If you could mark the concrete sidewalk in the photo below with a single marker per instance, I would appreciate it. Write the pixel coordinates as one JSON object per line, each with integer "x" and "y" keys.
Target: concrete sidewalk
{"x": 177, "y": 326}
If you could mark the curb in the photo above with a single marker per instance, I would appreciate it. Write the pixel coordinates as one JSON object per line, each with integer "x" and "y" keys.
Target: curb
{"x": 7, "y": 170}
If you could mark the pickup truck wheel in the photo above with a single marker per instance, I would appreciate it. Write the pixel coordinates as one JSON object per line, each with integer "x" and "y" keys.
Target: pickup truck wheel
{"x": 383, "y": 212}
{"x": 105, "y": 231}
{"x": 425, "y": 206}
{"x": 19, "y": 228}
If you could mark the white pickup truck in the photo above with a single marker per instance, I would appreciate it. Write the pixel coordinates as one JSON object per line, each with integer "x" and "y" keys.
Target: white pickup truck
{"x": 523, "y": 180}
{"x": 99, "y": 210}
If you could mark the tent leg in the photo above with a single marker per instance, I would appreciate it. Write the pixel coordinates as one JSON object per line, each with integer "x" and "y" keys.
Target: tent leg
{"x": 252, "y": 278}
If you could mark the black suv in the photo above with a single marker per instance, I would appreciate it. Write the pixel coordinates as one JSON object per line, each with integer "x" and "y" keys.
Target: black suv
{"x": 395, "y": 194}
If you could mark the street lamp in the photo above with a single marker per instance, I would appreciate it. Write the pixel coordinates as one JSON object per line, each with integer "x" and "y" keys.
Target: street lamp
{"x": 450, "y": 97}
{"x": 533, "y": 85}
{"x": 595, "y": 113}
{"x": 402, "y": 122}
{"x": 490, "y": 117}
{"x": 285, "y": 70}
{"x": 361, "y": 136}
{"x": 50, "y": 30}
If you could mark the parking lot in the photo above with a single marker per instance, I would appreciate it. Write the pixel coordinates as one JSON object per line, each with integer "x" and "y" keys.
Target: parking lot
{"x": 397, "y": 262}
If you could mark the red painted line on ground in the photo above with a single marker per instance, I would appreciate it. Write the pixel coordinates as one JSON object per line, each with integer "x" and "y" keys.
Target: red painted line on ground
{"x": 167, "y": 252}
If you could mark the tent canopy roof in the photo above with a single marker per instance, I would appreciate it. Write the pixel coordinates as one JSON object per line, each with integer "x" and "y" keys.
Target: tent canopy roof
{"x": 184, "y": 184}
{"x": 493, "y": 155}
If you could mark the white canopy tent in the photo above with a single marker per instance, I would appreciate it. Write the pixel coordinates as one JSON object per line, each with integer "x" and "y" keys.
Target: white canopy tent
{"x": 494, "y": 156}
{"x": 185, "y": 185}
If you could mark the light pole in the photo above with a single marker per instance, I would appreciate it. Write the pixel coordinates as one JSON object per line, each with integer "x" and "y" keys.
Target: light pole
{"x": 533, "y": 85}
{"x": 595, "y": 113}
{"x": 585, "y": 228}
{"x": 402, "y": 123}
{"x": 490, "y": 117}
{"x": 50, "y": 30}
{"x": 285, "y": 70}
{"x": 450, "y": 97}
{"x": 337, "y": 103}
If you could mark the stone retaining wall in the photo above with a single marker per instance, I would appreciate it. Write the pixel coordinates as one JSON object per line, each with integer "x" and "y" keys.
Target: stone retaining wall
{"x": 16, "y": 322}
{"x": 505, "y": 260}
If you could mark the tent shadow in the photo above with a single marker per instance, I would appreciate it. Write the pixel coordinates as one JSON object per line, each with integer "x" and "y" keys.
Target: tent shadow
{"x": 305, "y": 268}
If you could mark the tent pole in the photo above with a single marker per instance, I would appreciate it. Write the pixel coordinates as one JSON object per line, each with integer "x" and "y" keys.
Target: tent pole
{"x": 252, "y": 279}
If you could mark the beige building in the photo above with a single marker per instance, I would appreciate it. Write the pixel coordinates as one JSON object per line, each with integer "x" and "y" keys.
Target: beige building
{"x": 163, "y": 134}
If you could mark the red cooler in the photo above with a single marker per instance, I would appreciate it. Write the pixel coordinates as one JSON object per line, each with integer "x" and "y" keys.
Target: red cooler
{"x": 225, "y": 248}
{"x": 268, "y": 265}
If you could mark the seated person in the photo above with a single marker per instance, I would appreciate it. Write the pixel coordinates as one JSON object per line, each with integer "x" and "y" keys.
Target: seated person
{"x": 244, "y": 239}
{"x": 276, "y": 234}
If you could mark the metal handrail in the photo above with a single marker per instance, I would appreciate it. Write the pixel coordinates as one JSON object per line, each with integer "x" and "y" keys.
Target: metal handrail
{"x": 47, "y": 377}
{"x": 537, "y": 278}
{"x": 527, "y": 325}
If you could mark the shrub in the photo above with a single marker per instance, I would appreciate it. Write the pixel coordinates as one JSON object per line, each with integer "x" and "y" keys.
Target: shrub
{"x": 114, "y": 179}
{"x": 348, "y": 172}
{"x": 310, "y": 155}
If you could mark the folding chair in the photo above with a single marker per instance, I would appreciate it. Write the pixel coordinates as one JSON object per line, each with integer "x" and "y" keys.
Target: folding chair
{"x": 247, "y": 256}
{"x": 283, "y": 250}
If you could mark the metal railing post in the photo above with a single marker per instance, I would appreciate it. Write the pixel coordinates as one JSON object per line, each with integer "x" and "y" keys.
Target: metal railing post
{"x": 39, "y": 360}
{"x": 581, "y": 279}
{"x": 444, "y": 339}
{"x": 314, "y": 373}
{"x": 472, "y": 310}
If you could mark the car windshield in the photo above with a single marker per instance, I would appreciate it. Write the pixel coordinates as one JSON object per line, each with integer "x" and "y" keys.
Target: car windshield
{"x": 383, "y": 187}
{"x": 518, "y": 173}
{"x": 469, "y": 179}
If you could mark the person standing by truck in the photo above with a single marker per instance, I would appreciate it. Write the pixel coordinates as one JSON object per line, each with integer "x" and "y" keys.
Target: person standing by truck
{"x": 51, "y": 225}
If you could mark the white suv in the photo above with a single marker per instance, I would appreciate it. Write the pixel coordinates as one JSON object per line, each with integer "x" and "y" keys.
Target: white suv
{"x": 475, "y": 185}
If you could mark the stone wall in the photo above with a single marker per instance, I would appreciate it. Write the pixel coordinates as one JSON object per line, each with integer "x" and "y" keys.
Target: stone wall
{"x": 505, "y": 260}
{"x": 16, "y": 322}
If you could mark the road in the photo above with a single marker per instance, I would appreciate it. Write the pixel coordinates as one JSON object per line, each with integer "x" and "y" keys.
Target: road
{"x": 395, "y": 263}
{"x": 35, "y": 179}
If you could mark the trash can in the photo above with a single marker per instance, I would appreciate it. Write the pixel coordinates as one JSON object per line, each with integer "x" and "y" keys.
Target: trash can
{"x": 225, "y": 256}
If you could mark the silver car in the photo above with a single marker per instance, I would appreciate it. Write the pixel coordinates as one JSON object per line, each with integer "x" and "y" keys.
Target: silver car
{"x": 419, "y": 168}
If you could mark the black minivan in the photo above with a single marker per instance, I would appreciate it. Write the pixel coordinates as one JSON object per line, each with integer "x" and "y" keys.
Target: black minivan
+--
• What you need to do
Reproduce all of the material above with every occurrence of "single marker" changed to "single point", keeping everything else unchanged.

• The solution
If you could mark the concrete sidewalk in the photo below with a single point per instance, I would appreciate it. Write the pixel coordinates as one JSON object per line, each with integer "x" and "y" keys.
Target: concrete sidewalk
{"x": 177, "y": 326}
If you could mark the curb in the photo above with a single point per instance, I would appreciate it. Write the pixel coordinates as one JSON object per line, each with integer "x" and "y" keys.
Target: curb
{"x": 7, "y": 170}
If you could mark the pickup truck wheel in the photo above with a single point per instance, I would appreciate it. Write the pixel coordinates as one JSON object per line, each with integer "x" and "y" keys.
Target: pickup truck wheel
{"x": 383, "y": 212}
{"x": 105, "y": 231}
{"x": 425, "y": 206}
{"x": 19, "y": 228}
If you could mark the white pickup truck in the photo above with a single point per instance, I would appreciate it. Write the pixel coordinates as one JSON object per line, each with integer "x" and "y" keys.
Target: white pickup truck
{"x": 523, "y": 180}
{"x": 99, "y": 210}
If you could mark the tent leg in the photo above with a single point per instance, I would appreciate it. Write the pixel coordinates as one JSON object per line, each with integer "x" and "y" keys.
Target: tent leg
{"x": 252, "y": 278}
If you could mark the black suv in the photo above with a single point per instance, I would appreciate it. Write the pixel coordinates as one JSON object per line, each with integer "x" and "y" keys.
Target: black suv
{"x": 395, "y": 194}
If you could mark the street lamp in the photo above with a single point per instance, I would appreciate it. Write the pixel coordinates as one JSON object per line, each with integer "x" and "y" keys.
Target: street lamp
{"x": 450, "y": 97}
{"x": 533, "y": 85}
{"x": 595, "y": 113}
{"x": 402, "y": 122}
{"x": 490, "y": 117}
{"x": 285, "y": 70}
{"x": 361, "y": 136}
{"x": 50, "y": 30}
If you could mark the parking lot in the photo above with a single point per instance, I would appreciate it. Write the pixel coordinates as one JSON object per line, each with integer "x" and "y" keys.
Target: parking lot
{"x": 397, "y": 262}
If you could mark the red painted line on ground in the photo above with a single point per instance, I would appreciate it. Write the pixel coordinates as one JSON object per line, each with integer "x" and "y" keys.
Target: red painted line on ground
{"x": 167, "y": 252}
If you could mark the tent canopy roof in the photo above with a single point per instance, I would appreciate it. Write the pixel coordinates as one JSON object per line, each with integer "x" and "y" keys.
Target: tent canopy roof
{"x": 184, "y": 184}
{"x": 493, "y": 155}
If you could mark the white canopy tent in the photo above with a single point per instance, I would appreciate it. Write the pixel coordinates as one JSON object per line, each with integer "x" and "y" keys.
Target: white canopy tent
{"x": 494, "y": 156}
{"x": 185, "y": 185}
If you could mark the light pole in the photo above with a single point per instance, I would appreciate it. Write the pixel coordinates as one JSON object per line, each with integer "x" and "y" keys.
Target: light pole
{"x": 533, "y": 85}
{"x": 595, "y": 113}
{"x": 585, "y": 228}
{"x": 402, "y": 123}
{"x": 490, "y": 117}
{"x": 50, "y": 30}
{"x": 285, "y": 70}
{"x": 450, "y": 97}
{"x": 337, "y": 103}
If you could mark the stone retaining wall in the photo above with a single point per instance, I would appreciate it. Write the pixel coordinates as one JSON object per line, each with integer "x" and "y" keys.
Target: stone retaining wall
{"x": 16, "y": 322}
{"x": 505, "y": 260}
If you could mark the tent shadow in the photo above with a single point per instance, I would appreciate it. Write the pixel coordinates as one JSON object per line, each with integer "x" and "y" keys.
Target: tent shadow
{"x": 305, "y": 268}
If you could mark the tent pole in the photo above with a single point per instance, I would appreciate it. Write the pixel coordinates as one JSON object per line, each with integer "x" and "y" keys.
Target: tent pole
{"x": 252, "y": 279}
If you could mark the beige building in the photo above with a single point per instance, I would appreciate it. Write the pixel coordinates as one JSON object per line, each with integer "x" and "y" keys.
Target: beige building
{"x": 163, "y": 134}
If you could mark the red cooler in the photo above with a single point per instance, I would appreciate it. Write the pixel coordinates as one JSON object per line, each with integer "x" and "y" keys.
Target: red cooler
{"x": 225, "y": 248}
{"x": 268, "y": 265}
If you could mark the seated person in the photo above with a single point per instance, I would appreciate it. Write the pixel coordinates as one JSON object per line, each with integer "x" and "y" keys.
Target: seated person
{"x": 244, "y": 239}
{"x": 276, "y": 234}
If you could mark the metal handrail in the photo above with a single point per instance, I would appreciate it. Write the pixel coordinates as one JSON object per line, each with integer "x" and "y" keys.
Target: metal handrail
{"x": 47, "y": 377}
{"x": 537, "y": 278}
{"x": 527, "y": 325}
If you could mark the shrub in the photo above with a single point per instance, I would appreciate it. Write the pixel coordinates as one JSON object per line, each with integer "x" and "y" keys.
Target: shrub
{"x": 114, "y": 179}
{"x": 348, "y": 172}
{"x": 310, "y": 155}
If you could mark the folding chair in the photo above with a single point per instance, I would appreciate it. Write the pixel coordinates as one JSON object per line, each with integer "x" and "y" keys.
Target: folding chair
{"x": 247, "y": 256}
{"x": 283, "y": 250}
If you could mark the metal railing post in the photo above with a single point per instance, I would appreciate it. Write the pixel coordinates as one JSON object per line, each with integer "x" and "y" keys.
Target: metal railing post
{"x": 39, "y": 360}
{"x": 581, "y": 279}
{"x": 444, "y": 339}
{"x": 314, "y": 373}
{"x": 472, "y": 310}
If you could mark the car windshield in the photo above with a single point per instance, I would appreciate it. Write the pixel coordinates as one JSON object per line, each with integer "x" and "y" keys.
Target: car windshield
{"x": 383, "y": 187}
{"x": 518, "y": 173}
{"x": 469, "y": 179}
If you could mark the person standing by truck in the photo above with a single point per instance, I would appreciate it. Write the pixel coordinates as one JSON object per line, each with integer "x" and "y" keys.
Target: person standing by truck
{"x": 51, "y": 225}
If you could mark the white suv in the photo above with a single point per instance, I would appreciate it. Write the pixel coordinates as one JSON object per line, each with integer "x" and "y" keys.
Target: white suv
{"x": 475, "y": 185}
If you could mark the stone wall in the photo above with a single point per instance, I would appreciate it. Write the pixel coordinates as one JSON object per line, each with integer "x" and "y" keys.
Target: stone wall
{"x": 505, "y": 260}
{"x": 16, "y": 322}
If you could mark the road in the photo above with a single point per instance, I would appreciate it. Write the pixel coordinates as one JSON object per line, each with integer "x" and "y" keys.
Target: road
{"x": 395, "y": 263}
{"x": 35, "y": 179}
If you could mark the trash can in the photo above with a single point per instance, I would appreciate it. Write the pixel coordinates as one JSON object per line, each with integer "x" and "y" keys.
Target: trash can
{"x": 225, "y": 256}
If you could mark the silver car in the photo above with a single point per instance, I would appreciate it. Write the pixel coordinates as one JSON object per line, each with integer "x" and "y" keys.
Target: silver car
{"x": 419, "y": 168}
If you could mark the black minivan in the photo above with a single point per instance, I would appreciate it. Write the pixel coordinates as one JSON object per line, each with integer "x" and "y" keys.
Target: black minivan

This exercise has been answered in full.